**PROVIDED TEXT**.
• • • • •

The decision in National Wildlife Federation v. National Marine Fisheries Service has reopened the prospect of removing Snake River dams.

Politics Unsettled

According to Jan Hasselman, National Wildlife Federation attorney, “Northwest political leaders oppose dam removal because they think they can have salmon and dams. If they realize they must choose, they will choose salmon and Congress will follow their lead.”

But dam removal proposals get a mixed reception among politicians. Democratic President Bill Clinton and 2000 Presidental candidate Al Gore avoided the issue. Republican George W. Bush condemned dam removal as a candidate and later as President. Only Green Party candidate Ralph Nader endorsed the idea.

• • • • •

**ROWS**.
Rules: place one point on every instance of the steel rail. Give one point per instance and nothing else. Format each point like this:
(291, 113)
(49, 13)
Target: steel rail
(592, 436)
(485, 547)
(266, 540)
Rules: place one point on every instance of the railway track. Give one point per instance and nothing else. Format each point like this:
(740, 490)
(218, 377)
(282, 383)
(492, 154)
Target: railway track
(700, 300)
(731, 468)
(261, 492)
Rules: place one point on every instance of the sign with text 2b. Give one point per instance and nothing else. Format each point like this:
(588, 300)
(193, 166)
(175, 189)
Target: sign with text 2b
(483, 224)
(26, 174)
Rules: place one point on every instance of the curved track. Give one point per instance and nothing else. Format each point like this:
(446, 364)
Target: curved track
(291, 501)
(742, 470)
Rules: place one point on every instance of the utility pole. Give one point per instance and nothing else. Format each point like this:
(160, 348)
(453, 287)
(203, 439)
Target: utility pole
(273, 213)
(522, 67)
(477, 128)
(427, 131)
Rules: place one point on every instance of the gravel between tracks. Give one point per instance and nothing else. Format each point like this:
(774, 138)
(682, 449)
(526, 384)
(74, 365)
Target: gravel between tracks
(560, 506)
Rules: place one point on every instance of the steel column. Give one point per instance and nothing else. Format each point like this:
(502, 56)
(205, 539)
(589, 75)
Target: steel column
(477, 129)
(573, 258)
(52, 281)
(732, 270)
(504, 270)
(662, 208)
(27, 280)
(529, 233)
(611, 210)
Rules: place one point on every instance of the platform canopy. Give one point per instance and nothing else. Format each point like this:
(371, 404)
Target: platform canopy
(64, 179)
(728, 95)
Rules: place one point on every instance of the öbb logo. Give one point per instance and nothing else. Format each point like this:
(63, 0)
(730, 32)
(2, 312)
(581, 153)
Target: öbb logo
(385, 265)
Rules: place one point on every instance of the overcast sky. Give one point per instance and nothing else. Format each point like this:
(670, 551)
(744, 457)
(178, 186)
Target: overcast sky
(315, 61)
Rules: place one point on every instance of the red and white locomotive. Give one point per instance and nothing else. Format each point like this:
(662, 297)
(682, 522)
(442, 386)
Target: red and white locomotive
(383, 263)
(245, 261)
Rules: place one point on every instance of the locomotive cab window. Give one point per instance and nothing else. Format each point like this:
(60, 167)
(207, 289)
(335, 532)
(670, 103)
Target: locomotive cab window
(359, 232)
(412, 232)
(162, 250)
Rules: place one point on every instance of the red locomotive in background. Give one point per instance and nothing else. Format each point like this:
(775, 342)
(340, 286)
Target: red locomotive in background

• • • • •

Carry the passage on Snake River dam removal forward from its last sentence. The listing has no connection to the text about Snake River dam removal.

**OUTPUT OF THE EXERCISE**.
The pro-dam removal Salmon Planning Act (HR 1097), introduced in the House of Representatives in March, has more than 90 co-sponsors, mostly Democrats. Virtually all represent Eastern, Midwestern, and California constituencies. The bill’s only Northwest supporter is its sponsor, Seattle Democrat Jim McDermott. Regional governors (two Democrats, two Republicans) recently called dam removal “divisive and polarizing.”

Salmon Recovery

Worse for the dam busters, the salmon are returning–nearly two million in 2001, a record since counting began in 1938. Though most are hatchery fish, gains are spread widely, including wild fish and ESA-listed populations. While ocean conditions always cause cycles in the salmon population, consistent improvement since 1997 suggests long-term progress.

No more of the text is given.